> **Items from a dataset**
-- -- --

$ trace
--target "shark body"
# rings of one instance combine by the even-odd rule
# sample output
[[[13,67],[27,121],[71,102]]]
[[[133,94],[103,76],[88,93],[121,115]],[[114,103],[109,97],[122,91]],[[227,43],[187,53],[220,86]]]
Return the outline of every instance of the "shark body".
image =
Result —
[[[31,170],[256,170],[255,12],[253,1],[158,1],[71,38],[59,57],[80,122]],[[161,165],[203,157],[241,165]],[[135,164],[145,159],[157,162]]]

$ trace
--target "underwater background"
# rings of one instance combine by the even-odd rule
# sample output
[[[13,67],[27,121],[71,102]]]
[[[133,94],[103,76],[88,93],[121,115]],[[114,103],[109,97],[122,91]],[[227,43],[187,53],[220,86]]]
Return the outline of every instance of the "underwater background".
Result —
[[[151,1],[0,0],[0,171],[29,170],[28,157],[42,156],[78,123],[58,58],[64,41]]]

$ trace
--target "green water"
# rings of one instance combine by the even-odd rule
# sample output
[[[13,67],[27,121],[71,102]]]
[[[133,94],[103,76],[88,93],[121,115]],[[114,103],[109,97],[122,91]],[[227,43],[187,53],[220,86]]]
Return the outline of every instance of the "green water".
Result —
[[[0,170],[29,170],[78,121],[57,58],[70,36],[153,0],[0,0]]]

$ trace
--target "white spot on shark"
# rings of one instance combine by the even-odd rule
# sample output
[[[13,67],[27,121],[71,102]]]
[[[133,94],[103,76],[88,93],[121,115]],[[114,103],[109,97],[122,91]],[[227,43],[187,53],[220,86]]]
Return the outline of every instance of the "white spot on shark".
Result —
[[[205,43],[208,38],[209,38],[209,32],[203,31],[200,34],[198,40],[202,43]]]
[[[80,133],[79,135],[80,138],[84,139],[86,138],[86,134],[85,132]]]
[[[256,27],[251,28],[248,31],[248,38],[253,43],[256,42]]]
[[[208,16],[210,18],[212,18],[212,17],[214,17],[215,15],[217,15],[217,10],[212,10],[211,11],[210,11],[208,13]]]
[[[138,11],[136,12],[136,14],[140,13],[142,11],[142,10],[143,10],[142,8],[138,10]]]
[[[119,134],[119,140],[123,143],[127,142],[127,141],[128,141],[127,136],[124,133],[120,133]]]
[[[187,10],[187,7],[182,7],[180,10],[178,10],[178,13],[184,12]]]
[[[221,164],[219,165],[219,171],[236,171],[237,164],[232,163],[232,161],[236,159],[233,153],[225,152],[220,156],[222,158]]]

-- -- --

> **EXERCISE AIM**
Gather every line of the records that contains the string "spot", matching case exactly.

> **IN RESPONSE**
--target "white spot on shark"
Return the outline of every instance of the "white spot on shark".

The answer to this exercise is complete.